═══ Record set ═══

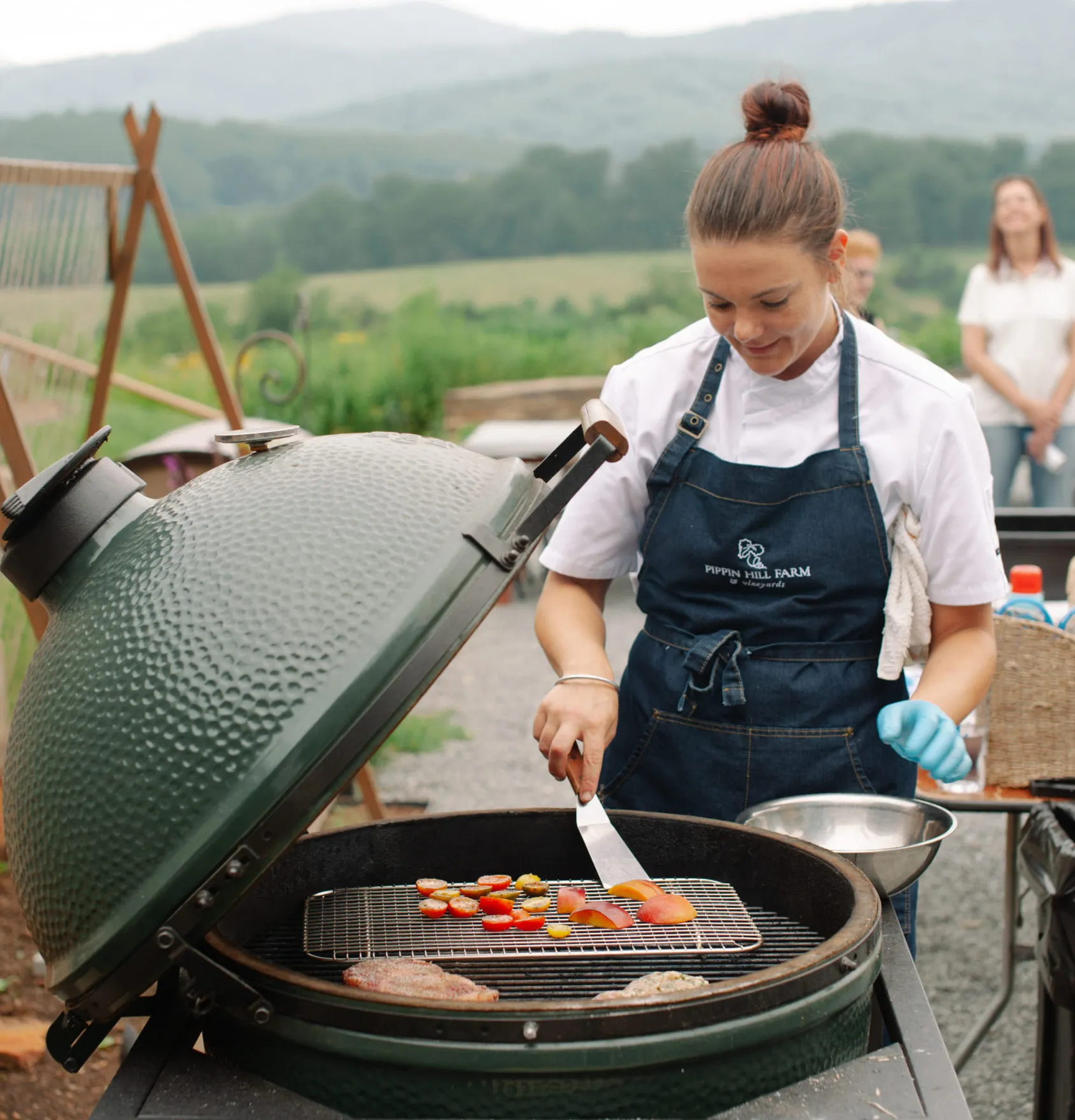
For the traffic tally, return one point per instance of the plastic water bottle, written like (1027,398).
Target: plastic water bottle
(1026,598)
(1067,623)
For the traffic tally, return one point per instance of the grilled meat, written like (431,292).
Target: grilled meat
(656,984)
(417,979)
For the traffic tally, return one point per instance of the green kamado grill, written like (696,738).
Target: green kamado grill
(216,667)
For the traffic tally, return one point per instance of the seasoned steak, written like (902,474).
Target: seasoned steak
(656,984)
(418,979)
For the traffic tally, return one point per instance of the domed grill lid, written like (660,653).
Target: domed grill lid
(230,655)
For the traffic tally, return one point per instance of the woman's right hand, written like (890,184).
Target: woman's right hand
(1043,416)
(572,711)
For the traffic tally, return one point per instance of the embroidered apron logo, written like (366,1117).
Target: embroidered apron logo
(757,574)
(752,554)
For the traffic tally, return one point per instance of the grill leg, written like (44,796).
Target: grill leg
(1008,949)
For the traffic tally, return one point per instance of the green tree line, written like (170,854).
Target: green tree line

═══
═══ Record set ═══

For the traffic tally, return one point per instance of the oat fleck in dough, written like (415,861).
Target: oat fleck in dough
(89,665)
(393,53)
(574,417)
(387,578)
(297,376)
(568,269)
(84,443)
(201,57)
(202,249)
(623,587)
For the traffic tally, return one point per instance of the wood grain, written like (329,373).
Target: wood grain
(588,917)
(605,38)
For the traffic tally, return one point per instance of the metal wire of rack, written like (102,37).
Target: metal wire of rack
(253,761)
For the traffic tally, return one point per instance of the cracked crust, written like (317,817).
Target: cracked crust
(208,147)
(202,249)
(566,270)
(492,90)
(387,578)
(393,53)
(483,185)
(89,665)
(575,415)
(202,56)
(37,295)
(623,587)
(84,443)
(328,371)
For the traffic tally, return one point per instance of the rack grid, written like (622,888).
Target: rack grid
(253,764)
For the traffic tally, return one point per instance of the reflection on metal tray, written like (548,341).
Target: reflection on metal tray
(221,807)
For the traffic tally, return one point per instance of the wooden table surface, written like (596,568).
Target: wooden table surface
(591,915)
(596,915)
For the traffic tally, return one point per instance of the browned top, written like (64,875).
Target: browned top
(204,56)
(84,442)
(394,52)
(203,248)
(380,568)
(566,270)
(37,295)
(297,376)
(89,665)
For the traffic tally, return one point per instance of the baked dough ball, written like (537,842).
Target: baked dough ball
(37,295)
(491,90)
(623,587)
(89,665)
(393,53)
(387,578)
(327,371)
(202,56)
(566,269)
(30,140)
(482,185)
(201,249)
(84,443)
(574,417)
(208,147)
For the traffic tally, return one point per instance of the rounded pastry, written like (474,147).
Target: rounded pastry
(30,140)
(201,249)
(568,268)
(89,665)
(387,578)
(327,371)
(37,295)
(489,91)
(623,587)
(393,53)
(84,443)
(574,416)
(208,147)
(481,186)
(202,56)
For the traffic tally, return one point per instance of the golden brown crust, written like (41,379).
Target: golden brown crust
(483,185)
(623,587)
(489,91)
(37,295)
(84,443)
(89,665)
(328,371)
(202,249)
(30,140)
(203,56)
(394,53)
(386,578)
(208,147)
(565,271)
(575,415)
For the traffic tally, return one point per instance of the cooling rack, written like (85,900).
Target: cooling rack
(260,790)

═══

Aim → Rewrite the records between the lines holding "written like (431,292)." and "Target: green tree line", inclusive, swapping "traffic tally" for "object count" and leaving everything else unchanged.

Task response →
For the object count, return one point per instance of the grilled meat, written like (431,292).
Target: grilled meat
(656,984)
(417,979)
For the object count, return one point per instance of the green kamado grill, written like (696,738).
Target: green kamado grill
(216,667)
For the object count, return one point per instance of the seasoned steak, written like (902,474).
Target: seasoned steak
(656,984)
(418,979)
For the object count, return one point per instance of the domed grill lid, written like (660,653).
Target: domed grill lid
(230,655)
For the object count, return one point per instance of the woman's right hand, written like (890,184).
Target: woman's right hand
(1043,416)
(572,711)
For the object count, return one point per instance of the embroidered apron logo, written like (366,1117).
Target: embroidered apron logo
(757,574)
(752,554)
For the object count, return one point per instance of the grill leg, written like (44,796).
Target: grill leg
(1008,949)
For the object count, return one point per instance of the green tree line, written like (170,854).
Target: green tree line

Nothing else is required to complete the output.